◆ **YOUR INSTRUCTIONS**:
Using the listing below, determine the count of lines with the word "liquid" and reply only with it.

##### EXTRACTED INFORMATION

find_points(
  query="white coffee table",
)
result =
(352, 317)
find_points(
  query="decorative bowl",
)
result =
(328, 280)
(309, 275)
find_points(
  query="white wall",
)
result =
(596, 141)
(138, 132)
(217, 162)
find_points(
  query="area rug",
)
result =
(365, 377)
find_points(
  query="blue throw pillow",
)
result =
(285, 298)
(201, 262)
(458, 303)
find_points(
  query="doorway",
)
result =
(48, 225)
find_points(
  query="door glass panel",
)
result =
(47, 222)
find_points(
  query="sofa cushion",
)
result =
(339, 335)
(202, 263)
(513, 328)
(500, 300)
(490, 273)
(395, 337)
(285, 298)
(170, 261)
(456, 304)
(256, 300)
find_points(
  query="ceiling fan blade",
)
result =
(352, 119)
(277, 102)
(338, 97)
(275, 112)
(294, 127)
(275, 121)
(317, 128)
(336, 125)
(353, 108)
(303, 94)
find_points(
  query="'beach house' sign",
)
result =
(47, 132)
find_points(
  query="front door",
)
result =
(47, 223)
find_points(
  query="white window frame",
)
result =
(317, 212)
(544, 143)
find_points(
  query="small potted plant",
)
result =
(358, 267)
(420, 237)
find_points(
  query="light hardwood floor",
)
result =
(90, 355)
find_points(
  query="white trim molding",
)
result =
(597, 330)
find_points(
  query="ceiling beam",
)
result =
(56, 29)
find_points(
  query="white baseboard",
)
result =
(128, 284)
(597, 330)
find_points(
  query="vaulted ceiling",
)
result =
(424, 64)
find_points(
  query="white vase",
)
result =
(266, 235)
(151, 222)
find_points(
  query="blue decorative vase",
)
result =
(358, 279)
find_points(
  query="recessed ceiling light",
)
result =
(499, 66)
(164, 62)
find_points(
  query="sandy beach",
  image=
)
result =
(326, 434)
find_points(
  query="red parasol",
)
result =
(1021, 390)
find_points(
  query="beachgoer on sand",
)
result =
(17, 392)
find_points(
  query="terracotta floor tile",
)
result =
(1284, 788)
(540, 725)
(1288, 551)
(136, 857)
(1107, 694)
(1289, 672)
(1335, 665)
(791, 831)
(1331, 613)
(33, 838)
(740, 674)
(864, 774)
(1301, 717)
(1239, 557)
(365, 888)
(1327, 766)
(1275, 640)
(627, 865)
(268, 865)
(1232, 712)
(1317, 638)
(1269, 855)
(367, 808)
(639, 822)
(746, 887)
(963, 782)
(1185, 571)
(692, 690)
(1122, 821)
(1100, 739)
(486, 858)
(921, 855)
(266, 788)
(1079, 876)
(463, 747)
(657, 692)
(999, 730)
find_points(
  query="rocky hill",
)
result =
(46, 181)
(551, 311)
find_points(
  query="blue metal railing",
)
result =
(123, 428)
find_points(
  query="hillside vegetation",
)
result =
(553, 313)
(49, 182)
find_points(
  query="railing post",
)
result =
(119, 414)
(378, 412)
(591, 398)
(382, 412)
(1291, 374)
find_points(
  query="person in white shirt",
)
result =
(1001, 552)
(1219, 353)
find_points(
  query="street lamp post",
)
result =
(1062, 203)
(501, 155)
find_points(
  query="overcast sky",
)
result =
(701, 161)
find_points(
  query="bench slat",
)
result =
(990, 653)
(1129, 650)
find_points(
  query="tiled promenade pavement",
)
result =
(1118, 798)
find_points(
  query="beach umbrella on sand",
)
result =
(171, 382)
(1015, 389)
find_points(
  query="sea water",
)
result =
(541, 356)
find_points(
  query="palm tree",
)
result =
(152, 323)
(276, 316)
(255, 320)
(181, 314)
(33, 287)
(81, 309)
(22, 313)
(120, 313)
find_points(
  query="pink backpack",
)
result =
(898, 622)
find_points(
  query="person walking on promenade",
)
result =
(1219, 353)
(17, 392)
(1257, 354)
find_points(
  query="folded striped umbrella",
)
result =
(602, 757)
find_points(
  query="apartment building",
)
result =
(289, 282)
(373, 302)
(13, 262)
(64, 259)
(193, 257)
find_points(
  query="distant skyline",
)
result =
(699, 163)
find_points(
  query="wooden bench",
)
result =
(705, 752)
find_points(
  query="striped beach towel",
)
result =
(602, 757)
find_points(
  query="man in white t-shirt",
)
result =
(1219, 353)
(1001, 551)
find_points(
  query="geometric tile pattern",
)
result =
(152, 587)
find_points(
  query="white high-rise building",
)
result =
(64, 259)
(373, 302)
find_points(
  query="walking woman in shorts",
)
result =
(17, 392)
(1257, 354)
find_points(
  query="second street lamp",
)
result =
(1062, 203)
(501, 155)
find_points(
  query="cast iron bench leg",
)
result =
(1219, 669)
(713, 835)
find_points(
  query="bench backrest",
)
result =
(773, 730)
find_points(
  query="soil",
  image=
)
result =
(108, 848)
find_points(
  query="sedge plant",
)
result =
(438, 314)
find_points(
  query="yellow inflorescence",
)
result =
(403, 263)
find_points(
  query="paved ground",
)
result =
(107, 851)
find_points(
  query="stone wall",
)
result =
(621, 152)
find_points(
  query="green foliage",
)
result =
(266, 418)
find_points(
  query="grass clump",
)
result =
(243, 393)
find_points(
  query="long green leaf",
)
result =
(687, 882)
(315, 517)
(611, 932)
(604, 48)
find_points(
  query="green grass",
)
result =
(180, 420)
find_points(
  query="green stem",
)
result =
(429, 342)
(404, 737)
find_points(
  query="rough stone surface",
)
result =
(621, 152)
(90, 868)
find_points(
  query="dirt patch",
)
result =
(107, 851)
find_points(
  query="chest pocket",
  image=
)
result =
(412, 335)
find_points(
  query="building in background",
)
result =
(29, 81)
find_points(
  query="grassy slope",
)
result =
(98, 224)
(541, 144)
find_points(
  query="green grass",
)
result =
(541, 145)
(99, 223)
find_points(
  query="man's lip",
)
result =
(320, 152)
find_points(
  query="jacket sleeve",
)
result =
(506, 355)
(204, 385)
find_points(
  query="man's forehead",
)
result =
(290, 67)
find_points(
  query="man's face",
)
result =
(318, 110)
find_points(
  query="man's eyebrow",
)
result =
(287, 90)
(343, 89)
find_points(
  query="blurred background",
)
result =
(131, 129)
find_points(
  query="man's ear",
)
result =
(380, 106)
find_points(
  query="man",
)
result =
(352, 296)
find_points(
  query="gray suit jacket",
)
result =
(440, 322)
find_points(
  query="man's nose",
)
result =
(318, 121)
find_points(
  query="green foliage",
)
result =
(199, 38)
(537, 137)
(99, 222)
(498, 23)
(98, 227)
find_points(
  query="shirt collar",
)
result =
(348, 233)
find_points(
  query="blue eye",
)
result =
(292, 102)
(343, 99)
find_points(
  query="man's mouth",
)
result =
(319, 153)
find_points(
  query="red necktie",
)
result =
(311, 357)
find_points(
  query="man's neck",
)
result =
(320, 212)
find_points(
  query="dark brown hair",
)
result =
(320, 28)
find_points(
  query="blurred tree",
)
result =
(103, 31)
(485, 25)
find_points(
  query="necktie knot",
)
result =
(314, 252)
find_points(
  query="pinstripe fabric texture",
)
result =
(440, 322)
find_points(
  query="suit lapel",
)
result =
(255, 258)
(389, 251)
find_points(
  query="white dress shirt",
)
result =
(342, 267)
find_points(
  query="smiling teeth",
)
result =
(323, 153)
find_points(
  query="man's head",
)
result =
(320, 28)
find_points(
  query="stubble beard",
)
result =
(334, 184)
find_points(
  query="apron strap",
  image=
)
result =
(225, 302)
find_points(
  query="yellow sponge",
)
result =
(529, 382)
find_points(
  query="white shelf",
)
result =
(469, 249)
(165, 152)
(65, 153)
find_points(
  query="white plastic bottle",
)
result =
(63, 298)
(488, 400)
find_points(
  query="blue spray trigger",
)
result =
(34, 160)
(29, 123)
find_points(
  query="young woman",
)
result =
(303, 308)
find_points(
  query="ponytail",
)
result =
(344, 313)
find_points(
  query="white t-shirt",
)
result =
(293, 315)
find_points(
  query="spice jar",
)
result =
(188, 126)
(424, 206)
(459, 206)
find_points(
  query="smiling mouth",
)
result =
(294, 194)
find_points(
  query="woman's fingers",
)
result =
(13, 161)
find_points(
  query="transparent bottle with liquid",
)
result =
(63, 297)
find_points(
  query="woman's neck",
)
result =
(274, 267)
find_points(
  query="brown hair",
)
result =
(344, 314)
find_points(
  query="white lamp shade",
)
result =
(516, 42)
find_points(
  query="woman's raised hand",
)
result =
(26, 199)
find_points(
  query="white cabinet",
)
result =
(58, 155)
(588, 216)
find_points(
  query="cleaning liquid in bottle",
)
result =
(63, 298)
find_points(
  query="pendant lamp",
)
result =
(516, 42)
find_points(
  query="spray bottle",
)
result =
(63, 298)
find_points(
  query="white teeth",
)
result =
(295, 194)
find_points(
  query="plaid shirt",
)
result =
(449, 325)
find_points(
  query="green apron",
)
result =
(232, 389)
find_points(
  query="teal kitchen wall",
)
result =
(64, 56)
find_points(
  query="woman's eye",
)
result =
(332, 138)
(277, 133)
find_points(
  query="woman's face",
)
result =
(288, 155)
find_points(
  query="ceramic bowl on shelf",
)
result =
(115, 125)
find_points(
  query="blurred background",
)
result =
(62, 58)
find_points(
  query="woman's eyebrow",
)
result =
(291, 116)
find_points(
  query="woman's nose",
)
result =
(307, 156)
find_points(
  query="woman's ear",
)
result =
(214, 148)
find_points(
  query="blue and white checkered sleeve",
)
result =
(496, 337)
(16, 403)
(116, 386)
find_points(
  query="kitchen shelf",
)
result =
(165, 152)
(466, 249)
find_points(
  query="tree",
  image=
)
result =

##########

◆ **WRITTEN REPLY**:
2